> [WHAT YOU HAVE TO DO]: Print, in exact form, the lines below from the one containing "Could you kindly annotate the gray" through the one containing "Could you kindly annotate the leafy foliage", and omit all others.

(Point localization data)
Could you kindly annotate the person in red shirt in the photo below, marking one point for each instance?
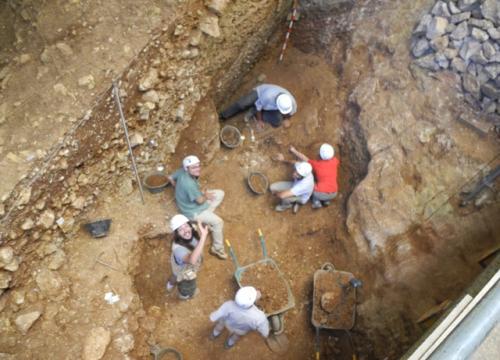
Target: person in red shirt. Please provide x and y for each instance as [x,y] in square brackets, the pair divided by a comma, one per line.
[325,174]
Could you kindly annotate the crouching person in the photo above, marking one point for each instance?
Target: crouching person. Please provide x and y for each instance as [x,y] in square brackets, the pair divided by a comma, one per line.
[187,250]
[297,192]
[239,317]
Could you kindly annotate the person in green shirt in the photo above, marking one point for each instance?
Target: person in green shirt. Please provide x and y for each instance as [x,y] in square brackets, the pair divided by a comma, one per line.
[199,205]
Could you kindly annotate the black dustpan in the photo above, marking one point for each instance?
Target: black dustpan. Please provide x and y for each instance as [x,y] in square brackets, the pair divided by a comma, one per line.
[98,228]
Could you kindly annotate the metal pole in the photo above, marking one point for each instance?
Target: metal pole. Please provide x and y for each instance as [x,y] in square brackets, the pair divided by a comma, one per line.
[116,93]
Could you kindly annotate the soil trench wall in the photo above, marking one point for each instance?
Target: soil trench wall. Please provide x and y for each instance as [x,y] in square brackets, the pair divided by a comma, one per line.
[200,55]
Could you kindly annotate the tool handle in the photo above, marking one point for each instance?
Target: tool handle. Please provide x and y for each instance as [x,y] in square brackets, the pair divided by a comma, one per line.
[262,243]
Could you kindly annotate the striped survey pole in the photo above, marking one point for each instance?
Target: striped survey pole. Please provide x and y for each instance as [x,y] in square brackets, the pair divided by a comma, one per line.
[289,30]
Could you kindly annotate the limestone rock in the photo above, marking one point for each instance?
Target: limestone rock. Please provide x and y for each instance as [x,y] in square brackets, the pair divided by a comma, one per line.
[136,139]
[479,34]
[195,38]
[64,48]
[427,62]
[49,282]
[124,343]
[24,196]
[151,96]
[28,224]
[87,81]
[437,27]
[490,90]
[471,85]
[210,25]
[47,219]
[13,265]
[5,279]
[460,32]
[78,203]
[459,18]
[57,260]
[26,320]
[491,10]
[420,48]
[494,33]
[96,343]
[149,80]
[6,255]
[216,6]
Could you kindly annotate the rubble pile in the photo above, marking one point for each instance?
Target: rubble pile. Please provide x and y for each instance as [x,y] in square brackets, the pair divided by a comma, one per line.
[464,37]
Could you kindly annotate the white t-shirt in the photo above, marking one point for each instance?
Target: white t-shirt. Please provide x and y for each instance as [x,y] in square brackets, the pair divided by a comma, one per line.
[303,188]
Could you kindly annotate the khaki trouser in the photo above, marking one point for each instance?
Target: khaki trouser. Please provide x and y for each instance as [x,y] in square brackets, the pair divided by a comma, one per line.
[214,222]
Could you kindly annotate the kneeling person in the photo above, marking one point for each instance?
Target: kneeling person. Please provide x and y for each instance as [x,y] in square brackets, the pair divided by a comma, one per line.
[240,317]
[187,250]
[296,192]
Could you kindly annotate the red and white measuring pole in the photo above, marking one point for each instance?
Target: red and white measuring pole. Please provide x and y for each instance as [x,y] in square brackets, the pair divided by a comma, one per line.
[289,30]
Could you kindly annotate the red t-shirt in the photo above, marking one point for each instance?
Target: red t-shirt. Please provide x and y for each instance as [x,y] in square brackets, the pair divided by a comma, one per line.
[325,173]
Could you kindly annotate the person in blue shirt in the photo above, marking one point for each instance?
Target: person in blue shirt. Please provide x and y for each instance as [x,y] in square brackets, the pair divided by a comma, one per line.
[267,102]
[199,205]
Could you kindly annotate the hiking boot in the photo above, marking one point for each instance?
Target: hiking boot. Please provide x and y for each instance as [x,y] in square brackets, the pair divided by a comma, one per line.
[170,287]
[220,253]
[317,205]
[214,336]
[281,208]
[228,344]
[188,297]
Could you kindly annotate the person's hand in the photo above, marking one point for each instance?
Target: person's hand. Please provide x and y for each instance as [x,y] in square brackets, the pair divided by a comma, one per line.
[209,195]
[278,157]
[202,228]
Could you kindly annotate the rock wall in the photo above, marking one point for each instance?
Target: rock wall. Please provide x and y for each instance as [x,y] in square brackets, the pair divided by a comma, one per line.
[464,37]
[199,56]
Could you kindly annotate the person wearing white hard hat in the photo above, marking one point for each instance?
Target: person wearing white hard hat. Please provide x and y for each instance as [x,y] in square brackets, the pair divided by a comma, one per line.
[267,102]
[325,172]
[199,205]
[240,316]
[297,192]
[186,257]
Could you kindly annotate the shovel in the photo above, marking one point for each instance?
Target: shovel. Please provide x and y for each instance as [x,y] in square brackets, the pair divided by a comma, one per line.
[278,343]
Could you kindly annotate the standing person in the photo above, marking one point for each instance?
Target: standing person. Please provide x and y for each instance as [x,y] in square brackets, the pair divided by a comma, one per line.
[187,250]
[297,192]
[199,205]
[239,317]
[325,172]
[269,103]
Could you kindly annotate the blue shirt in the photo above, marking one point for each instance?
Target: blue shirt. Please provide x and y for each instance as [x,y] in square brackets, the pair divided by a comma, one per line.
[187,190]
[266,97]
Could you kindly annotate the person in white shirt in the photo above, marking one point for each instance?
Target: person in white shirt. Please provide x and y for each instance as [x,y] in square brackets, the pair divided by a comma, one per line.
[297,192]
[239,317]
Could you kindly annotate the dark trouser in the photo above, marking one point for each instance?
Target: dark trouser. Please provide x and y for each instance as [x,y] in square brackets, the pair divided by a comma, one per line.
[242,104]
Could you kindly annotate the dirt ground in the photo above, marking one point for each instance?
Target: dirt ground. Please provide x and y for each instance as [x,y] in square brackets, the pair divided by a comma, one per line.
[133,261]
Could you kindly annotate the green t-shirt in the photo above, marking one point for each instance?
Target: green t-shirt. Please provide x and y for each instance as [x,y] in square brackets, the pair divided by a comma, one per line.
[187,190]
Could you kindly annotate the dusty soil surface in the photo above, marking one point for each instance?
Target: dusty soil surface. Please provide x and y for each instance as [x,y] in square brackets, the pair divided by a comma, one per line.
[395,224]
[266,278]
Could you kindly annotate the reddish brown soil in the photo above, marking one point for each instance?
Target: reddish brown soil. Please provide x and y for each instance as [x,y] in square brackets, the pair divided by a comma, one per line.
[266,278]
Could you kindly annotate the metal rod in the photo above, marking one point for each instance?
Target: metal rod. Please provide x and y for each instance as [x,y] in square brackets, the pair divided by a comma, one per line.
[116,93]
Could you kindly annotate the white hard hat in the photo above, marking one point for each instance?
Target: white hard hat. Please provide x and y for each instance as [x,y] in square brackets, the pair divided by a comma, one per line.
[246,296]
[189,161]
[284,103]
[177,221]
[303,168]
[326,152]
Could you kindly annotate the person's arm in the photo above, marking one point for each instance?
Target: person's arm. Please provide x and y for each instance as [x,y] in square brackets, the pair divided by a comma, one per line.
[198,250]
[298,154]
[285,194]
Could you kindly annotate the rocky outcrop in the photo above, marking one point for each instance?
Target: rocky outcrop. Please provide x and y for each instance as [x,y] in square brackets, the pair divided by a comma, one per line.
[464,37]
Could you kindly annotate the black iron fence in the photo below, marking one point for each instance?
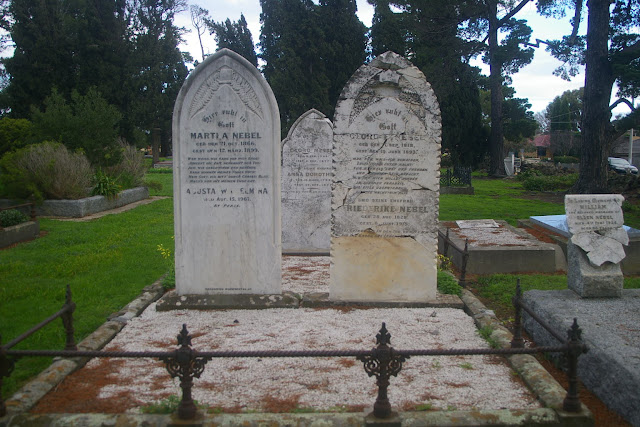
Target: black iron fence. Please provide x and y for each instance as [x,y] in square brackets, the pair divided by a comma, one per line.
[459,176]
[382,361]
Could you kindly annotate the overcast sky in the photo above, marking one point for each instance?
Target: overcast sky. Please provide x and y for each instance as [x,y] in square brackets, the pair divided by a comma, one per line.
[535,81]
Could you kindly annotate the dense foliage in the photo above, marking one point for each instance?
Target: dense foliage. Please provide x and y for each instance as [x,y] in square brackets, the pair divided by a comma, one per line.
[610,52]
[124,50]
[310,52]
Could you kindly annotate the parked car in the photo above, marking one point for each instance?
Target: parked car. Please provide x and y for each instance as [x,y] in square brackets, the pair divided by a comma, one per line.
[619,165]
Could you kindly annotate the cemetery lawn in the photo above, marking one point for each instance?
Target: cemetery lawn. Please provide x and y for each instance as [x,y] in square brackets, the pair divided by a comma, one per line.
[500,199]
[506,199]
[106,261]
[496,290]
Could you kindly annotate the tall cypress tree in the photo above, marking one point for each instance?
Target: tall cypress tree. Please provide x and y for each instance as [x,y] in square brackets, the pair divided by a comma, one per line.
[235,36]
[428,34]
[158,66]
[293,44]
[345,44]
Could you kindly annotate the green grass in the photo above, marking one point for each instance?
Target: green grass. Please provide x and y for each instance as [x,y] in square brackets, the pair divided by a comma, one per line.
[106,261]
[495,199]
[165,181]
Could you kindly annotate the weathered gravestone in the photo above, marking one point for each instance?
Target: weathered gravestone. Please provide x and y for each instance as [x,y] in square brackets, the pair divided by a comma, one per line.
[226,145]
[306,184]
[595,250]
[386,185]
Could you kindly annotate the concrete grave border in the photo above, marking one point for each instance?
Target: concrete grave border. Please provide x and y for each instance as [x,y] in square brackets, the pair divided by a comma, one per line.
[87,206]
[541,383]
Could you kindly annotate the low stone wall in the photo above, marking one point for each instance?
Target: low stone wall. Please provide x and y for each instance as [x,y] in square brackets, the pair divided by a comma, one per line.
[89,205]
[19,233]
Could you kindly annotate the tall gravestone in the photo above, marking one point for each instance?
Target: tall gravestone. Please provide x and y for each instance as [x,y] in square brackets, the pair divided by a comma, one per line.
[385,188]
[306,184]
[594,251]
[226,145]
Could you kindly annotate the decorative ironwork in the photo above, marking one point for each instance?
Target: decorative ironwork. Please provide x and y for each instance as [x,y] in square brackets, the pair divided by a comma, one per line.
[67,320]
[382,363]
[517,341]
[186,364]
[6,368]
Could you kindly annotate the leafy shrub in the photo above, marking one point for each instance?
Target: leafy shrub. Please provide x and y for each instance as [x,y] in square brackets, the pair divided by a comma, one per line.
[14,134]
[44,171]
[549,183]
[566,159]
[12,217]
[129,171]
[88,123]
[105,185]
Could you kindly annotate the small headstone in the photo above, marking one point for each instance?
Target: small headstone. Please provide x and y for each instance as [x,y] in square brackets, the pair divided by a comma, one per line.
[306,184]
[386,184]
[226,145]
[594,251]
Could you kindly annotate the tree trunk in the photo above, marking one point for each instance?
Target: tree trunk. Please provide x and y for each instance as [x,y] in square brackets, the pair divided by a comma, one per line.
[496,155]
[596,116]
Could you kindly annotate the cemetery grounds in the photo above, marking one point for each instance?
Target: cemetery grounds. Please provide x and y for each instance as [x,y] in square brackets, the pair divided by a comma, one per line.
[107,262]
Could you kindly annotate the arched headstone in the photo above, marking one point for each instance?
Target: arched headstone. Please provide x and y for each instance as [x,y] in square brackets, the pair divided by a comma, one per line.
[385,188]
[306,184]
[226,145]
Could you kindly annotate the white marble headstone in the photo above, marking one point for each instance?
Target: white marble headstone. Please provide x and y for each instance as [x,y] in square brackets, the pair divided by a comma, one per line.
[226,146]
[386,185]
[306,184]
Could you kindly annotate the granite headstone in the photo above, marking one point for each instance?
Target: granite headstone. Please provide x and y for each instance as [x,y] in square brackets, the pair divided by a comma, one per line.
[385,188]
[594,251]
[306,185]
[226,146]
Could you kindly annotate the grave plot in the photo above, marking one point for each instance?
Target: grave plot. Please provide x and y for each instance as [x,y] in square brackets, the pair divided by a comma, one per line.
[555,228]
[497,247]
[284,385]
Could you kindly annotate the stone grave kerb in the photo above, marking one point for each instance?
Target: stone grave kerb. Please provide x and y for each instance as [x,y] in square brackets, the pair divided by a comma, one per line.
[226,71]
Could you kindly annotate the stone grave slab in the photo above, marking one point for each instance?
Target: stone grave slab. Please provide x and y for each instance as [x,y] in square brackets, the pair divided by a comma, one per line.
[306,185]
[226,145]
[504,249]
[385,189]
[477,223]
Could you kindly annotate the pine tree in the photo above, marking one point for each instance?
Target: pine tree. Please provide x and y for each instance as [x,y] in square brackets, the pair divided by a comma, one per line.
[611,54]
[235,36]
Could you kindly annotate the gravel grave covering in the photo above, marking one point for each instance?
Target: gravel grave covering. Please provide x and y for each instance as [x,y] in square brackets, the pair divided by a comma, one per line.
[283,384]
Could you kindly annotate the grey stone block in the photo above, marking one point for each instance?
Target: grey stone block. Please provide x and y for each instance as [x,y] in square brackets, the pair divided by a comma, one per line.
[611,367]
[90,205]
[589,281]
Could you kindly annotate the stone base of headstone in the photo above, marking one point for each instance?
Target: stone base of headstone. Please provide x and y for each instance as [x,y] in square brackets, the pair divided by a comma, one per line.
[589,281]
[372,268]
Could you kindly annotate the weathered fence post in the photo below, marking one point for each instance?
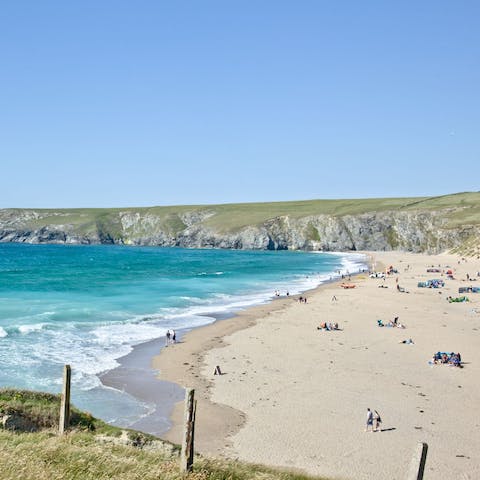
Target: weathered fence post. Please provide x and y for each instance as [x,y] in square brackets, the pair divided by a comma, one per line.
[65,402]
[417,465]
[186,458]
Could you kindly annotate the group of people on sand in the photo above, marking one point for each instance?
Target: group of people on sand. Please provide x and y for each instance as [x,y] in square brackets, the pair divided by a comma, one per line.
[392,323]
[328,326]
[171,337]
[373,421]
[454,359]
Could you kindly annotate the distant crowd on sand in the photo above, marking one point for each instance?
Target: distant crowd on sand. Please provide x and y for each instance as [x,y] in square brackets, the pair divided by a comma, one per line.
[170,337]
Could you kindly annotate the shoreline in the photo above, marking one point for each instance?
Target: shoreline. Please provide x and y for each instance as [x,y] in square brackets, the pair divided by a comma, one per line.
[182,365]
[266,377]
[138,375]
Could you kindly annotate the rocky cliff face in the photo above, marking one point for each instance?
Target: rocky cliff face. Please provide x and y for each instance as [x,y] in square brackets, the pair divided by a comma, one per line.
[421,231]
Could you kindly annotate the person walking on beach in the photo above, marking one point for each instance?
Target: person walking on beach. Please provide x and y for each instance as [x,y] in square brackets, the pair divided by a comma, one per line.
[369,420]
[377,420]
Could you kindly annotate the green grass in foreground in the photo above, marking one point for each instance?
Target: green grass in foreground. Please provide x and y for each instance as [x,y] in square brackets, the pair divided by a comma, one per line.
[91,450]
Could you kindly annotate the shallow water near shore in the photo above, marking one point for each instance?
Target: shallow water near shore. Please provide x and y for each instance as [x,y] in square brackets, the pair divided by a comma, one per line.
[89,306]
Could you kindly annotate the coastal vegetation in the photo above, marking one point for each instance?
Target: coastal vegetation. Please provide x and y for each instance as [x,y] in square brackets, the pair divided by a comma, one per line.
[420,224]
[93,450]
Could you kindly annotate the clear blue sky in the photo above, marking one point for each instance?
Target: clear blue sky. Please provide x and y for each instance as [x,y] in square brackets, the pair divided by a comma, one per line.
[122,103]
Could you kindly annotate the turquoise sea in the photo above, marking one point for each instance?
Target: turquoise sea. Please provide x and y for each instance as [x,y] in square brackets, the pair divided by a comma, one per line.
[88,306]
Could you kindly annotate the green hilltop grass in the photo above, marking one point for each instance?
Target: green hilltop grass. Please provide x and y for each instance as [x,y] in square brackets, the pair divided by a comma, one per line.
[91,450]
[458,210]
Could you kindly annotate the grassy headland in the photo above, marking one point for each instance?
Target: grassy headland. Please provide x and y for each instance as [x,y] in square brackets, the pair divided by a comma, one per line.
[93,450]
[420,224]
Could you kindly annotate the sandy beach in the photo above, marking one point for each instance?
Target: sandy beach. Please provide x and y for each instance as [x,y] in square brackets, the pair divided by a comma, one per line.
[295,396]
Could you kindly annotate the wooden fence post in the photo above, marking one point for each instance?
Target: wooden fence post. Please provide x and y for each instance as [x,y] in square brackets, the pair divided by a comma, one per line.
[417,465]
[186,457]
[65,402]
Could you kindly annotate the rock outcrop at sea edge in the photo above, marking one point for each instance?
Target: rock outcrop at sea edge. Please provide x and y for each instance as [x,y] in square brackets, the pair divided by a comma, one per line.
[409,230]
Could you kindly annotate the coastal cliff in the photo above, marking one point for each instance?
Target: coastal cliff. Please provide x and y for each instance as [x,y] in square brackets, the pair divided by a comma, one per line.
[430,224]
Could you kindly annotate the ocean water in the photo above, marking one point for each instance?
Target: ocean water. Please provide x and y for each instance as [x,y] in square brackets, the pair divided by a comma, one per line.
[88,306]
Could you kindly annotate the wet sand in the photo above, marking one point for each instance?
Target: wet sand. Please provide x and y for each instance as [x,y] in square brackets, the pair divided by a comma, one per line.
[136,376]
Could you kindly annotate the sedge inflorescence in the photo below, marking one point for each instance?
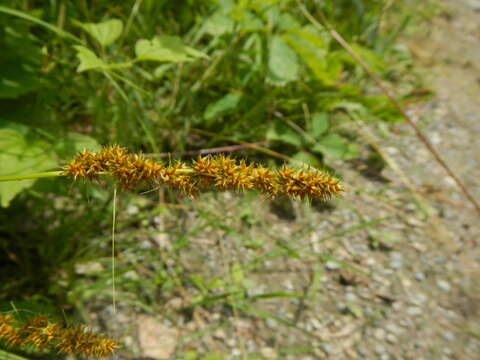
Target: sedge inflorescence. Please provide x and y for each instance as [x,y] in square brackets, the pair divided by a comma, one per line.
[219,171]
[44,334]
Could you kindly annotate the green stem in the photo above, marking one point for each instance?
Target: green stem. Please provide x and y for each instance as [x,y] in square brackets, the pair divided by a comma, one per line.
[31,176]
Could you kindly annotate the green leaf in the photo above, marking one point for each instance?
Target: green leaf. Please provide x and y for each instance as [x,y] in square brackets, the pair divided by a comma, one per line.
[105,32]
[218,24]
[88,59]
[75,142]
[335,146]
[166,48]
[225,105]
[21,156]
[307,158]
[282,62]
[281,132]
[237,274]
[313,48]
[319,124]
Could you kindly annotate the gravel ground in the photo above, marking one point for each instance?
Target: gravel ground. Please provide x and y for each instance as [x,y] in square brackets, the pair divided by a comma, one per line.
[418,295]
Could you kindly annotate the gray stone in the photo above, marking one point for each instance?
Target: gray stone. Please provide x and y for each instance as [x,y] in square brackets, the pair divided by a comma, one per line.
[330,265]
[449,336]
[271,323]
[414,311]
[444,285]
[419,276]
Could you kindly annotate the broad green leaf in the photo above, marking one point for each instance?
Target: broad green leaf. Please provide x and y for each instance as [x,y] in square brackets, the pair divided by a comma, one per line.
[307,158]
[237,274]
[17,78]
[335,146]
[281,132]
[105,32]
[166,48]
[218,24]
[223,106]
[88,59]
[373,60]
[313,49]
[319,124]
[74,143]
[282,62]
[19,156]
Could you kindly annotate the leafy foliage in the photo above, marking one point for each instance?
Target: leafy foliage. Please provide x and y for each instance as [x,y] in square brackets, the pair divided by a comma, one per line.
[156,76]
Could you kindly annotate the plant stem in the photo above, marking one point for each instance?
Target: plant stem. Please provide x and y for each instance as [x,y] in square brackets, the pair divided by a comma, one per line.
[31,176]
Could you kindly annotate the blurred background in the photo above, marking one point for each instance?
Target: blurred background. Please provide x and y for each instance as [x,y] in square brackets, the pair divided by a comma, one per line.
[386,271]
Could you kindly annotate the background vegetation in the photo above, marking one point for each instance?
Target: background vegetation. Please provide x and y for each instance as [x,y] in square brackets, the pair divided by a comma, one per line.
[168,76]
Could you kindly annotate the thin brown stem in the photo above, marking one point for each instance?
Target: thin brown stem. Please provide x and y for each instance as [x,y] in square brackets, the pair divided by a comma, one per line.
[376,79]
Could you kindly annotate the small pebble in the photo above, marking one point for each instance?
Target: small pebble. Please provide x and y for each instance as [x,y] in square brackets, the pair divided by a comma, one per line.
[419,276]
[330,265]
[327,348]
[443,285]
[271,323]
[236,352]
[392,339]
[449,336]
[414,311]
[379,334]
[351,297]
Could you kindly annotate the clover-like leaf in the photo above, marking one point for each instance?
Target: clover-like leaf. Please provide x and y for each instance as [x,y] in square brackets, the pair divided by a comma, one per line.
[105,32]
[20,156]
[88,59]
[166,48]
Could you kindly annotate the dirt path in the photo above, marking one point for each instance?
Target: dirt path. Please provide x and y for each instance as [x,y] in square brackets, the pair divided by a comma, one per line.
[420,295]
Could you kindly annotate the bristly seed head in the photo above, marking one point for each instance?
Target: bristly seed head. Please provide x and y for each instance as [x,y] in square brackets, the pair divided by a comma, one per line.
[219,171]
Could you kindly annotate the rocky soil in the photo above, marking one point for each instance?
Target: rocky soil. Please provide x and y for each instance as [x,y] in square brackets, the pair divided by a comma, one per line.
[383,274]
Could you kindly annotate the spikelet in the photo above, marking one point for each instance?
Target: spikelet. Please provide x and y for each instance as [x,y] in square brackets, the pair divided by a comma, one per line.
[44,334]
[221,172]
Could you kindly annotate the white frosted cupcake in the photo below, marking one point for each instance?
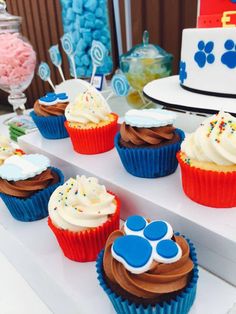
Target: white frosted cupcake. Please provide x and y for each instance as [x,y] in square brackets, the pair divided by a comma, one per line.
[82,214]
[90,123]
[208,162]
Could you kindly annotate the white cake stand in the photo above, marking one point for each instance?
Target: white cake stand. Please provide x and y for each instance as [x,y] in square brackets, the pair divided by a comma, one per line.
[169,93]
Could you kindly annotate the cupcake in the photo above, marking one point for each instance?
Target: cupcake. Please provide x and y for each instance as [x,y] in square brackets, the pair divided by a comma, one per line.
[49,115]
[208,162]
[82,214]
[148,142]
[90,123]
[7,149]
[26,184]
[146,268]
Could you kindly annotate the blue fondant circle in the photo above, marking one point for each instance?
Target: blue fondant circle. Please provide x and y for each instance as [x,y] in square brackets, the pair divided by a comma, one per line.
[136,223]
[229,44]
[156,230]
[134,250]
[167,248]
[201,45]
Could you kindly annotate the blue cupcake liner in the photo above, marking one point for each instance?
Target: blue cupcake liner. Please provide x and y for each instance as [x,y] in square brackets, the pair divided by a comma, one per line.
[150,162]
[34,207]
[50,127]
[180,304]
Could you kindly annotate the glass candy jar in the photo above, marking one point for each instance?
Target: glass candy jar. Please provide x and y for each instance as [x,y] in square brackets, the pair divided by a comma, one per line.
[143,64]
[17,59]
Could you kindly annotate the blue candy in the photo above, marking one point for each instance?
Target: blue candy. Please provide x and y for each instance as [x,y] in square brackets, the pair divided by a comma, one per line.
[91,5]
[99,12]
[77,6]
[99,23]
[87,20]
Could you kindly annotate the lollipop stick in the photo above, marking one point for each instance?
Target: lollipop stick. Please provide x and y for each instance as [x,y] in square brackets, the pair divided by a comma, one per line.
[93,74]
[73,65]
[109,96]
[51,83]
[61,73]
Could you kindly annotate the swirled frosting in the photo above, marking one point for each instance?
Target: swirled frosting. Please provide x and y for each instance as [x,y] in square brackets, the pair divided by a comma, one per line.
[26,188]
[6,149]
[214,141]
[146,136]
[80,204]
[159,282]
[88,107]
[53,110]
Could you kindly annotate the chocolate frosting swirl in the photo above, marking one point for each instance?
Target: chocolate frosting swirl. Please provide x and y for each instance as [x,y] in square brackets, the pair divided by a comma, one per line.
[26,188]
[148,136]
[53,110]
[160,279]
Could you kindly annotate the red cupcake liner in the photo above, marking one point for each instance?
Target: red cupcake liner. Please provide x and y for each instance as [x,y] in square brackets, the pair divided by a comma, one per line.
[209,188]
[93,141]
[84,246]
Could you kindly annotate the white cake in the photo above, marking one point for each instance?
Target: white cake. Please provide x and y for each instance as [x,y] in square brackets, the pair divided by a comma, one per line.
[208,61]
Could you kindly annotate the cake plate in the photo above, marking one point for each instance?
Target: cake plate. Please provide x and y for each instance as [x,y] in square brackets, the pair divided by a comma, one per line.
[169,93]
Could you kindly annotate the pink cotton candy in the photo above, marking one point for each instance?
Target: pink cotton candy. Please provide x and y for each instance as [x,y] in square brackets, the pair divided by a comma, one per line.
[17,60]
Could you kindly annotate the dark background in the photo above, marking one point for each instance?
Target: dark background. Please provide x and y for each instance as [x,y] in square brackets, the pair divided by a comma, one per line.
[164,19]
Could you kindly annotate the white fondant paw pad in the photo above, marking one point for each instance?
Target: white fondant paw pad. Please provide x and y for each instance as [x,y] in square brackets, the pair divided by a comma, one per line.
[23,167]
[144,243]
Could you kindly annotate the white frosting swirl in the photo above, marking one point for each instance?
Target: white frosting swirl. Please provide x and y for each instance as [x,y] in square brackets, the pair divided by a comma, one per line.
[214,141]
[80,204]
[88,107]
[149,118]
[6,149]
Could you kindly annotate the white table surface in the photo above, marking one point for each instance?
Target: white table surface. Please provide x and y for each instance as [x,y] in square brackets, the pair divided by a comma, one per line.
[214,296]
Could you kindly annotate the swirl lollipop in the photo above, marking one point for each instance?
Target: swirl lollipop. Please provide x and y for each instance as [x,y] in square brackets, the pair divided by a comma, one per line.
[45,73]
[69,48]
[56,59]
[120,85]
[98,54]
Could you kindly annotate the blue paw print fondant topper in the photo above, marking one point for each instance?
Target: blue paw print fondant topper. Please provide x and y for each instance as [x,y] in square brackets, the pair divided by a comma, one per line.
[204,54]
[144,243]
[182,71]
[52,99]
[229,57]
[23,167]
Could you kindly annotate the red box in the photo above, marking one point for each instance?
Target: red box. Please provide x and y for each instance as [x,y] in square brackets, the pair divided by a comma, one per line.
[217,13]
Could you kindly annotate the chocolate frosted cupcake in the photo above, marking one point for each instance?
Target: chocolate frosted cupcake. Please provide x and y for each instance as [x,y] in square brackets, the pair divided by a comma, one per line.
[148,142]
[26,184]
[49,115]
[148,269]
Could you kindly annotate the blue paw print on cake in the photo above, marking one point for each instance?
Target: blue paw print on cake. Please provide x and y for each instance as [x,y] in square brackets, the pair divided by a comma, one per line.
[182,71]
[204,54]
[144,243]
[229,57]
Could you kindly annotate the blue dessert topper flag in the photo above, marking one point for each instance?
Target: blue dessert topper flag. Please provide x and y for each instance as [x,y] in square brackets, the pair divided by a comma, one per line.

> [TASK OUTPUT]:
Could you kindly annotate the gray stone in the photo above, marking one point for each instance?
Target: gray stone. Please provide x and y for each instance as [x,y] in square brackets, the pair divided by a comma, one per line.
[330,265]
[449,336]
[271,323]
[414,311]
[444,285]
[419,276]
Could you kindly annotate the broad green leaf in the photo above, marking one point for each instance?
Target: broad green leaf. Please provide x and y for each instance as [x,y] in square brackets, the pair divided by a comma, one per line.
[307,158]
[237,274]
[17,78]
[335,146]
[281,132]
[105,32]
[166,48]
[218,24]
[223,106]
[88,59]
[373,60]
[313,49]
[319,124]
[74,143]
[282,62]
[19,156]
Could you kindly annotate the leafy foliage in the photo above, marking one point for each instance?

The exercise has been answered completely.